# Problem description
Word for word, repeat each line of the listing below.

── Record set

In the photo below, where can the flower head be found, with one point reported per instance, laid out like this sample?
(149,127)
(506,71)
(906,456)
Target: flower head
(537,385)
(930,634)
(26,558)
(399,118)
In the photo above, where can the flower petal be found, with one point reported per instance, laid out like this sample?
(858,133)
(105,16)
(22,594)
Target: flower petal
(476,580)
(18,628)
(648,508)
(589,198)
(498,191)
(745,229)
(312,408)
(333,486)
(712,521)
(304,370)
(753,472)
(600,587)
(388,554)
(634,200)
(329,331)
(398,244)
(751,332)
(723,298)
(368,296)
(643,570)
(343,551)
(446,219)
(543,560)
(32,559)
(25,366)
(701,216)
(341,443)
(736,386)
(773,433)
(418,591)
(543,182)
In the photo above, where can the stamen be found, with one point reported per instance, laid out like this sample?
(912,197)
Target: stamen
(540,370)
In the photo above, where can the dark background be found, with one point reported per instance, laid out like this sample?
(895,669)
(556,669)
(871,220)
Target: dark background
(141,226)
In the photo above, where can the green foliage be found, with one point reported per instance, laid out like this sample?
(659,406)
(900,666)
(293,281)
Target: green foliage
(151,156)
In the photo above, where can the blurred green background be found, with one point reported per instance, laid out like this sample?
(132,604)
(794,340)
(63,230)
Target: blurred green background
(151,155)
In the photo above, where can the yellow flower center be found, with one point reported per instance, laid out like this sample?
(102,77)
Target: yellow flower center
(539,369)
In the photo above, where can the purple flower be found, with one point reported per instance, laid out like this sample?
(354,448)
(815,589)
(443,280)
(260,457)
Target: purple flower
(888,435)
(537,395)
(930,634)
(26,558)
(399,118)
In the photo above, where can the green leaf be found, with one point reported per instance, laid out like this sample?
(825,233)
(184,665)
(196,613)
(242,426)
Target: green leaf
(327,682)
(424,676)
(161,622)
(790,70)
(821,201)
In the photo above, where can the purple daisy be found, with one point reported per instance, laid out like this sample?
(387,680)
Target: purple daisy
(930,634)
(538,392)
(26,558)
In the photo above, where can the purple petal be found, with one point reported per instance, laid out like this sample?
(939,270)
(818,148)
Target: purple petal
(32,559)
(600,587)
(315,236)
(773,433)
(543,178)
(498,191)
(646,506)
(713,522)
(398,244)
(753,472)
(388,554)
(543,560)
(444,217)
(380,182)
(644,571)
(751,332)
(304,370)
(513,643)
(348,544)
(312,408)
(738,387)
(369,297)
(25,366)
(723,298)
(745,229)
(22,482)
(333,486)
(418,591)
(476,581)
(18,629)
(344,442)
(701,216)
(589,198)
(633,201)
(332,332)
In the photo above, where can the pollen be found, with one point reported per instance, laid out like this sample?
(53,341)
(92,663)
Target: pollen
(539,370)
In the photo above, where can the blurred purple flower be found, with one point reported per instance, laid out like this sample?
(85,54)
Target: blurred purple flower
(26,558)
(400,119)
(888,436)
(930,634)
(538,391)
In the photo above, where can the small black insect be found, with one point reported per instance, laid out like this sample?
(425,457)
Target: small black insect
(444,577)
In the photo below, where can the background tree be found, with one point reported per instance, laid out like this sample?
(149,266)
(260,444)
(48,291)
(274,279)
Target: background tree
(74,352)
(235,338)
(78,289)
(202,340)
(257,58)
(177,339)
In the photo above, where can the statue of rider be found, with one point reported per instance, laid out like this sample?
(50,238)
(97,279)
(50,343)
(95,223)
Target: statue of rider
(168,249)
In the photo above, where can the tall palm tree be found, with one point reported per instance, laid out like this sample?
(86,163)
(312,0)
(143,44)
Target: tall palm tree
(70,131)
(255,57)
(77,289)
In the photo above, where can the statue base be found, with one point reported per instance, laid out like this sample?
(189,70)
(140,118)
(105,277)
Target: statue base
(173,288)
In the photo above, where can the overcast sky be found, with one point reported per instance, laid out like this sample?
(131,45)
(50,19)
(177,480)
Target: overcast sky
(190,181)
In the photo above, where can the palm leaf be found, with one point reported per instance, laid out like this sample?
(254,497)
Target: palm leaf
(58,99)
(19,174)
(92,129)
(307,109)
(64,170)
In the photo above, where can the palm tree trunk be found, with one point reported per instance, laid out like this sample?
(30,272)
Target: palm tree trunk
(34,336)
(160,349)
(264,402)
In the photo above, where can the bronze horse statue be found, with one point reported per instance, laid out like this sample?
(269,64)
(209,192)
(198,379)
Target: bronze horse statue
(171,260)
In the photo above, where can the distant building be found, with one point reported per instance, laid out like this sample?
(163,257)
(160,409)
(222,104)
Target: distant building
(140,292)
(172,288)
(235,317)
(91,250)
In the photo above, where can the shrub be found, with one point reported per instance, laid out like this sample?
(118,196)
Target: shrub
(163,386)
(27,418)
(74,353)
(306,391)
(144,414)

────

# Solved problem
In the photo below, where can the flower head be found, with one point reported per instance, laid out like this sample?
(149,127)
(506,71)
(906,456)
Target: flower head
(537,385)
(930,634)
(26,558)
(399,118)
In the photo above, where can the flower petal be found, with one point reported per instance, laid out like this sample?
(858,133)
(105,16)
(22,594)
Target: flower petal
(476,580)
(18,628)
(648,508)
(589,198)
(498,191)
(745,229)
(312,408)
(333,486)
(712,521)
(304,370)
(753,472)
(600,587)
(388,554)
(634,200)
(329,331)
(398,244)
(751,332)
(723,298)
(368,296)
(643,570)
(343,551)
(446,219)
(543,560)
(32,559)
(25,366)
(701,216)
(341,443)
(736,386)
(773,433)
(418,591)
(543,182)
In the photo above, where can the stamen be found, with one point reported per instance, laid out like this sample?
(912,197)
Target: stamen
(540,370)
In the photo above, where can the dark background be found, with one point reported per instance, laid out like this sample?
(895,669)
(556,669)
(871,220)
Target: dark background
(141,226)
In the photo above, where can the green foliage be found, with one point reported per instance, laid out like this sample?
(659,406)
(900,666)
(293,281)
Target: green foliage
(151,156)
In the photo above, where can the blurred green background be found, with one point reported per instance, laid out like this sample?
(132,604)
(794,340)
(63,230)
Target: blurred green background
(151,155)
In the photo above, where can the yellow flower center be found, with one point reported per instance, laid out like this sample?
(102,77)
Target: yellow flower center
(539,369)
In the photo above, where can the purple flower be found, with one point reported per instance, laid out like this sample?
(354,448)
(815,589)
(443,280)
(260,457)
Target: purple flower
(888,435)
(537,395)
(930,634)
(26,558)
(399,118)
In the photo above, where can the green leaf be found, with one point reported per instance, laid out like this sample?
(825,233)
(184,665)
(196,613)
(242,426)
Target: green leaf
(327,682)
(424,676)
(161,622)
(790,70)
(821,201)
In the photo above, where can the purple daisy be found, with one point reported per instance, laid out like this sample?
(387,680)
Target: purple daisy
(930,634)
(538,392)
(26,558)
In the photo above, where can the purple petal be found, with one point reported per instance, laid out like this sample?
(939,270)
(818,148)
Target: purple petal
(32,559)
(600,587)
(315,236)
(773,433)
(543,178)
(498,191)
(646,506)
(713,522)
(398,244)
(753,472)
(388,554)
(543,560)
(444,217)
(380,182)
(644,571)
(751,332)
(304,370)
(513,643)
(348,544)
(312,408)
(738,387)
(369,297)
(25,366)
(723,298)
(745,229)
(22,482)
(333,486)
(418,591)
(476,581)
(18,629)
(344,442)
(701,216)
(589,198)
(633,201)
(332,332)
In the photo above, where can the pollen be found, with one point reported per instance, laid out like this sample?
(53,341)
(92,663)
Target: pollen
(539,370)
In the photo above, where can the blurred purple flower be found, with one point reported per instance, laid out like this sample?
(85,54)
Target: blurred purple flower
(26,558)
(400,119)
(888,436)
(930,634)
(538,391)
In the photo above, where can the small black insect be found, with one point reported per instance, laid out like this sample?
(425,457)
Target: small black insect
(444,577)
In the photo below, where can the background tree be found, with one point reported per instance, laid out like this sample?
(149,266)
(260,444)
(48,291)
(274,279)
Target: background tree
(74,352)
(235,338)
(78,289)
(202,340)
(257,58)
(177,339)
In the photo above, where can the statue of rider be found, with one point reported per instance, laid out like this sample?
(50,238)
(97,279)
(50,343)
(95,223)
Target: statue of rider
(168,249)
In the photo above, where can the tall palm tree be found, with one point reported per instance, laid out like this sample?
(86,163)
(312,0)
(143,44)
Target: tall palm tree
(70,131)
(255,57)
(77,289)
In the photo above, where can the statue base be found, with one point reported per instance, laid out like this sample?
(189,70)
(140,118)
(105,277)
Target: statue base
(173,288)
In the photo above, where can the overcast sky be found, with one point reported per instance, laid out like this sample?
(131,45)
(50,19)
(177,480)
Target: overcast sky
(190,181)
In the photo above, where can the palm leaf be found, with one point reported per instance, laid out like this sample?
(254,497)
Target: palm leaf
(58,99)
(19,174)
(92,129)
(307,109)
(64,170)
In the photo above, where can the palm tree trunk be found, with one point reported per instance, laid out like this sample?
(30,272)
Target: palm tree trunk
(34,336)
(160,349)
(264,402)
In the photo above, where can the bronze horse statue be found, with one point reported per instance, laid out like this sample?
(269,64)
(209,192)
(198,379)
Target: bronze horse statue
(171,260)
In the photo above, where can the distant building be found, with one point reported per instance, laid out like this sample?
(163,257)
(160,409)
(222,104)
Target: distant building
(140,292)
(172,288)
(235,317)
(91,250)
In the photo above, where can the shrub be found, with one point reported per instance, laid out like this sample?
(118,196)
Target: shrub
(163,386)
(27,418)
(74,353)
(306,391)
(144,414)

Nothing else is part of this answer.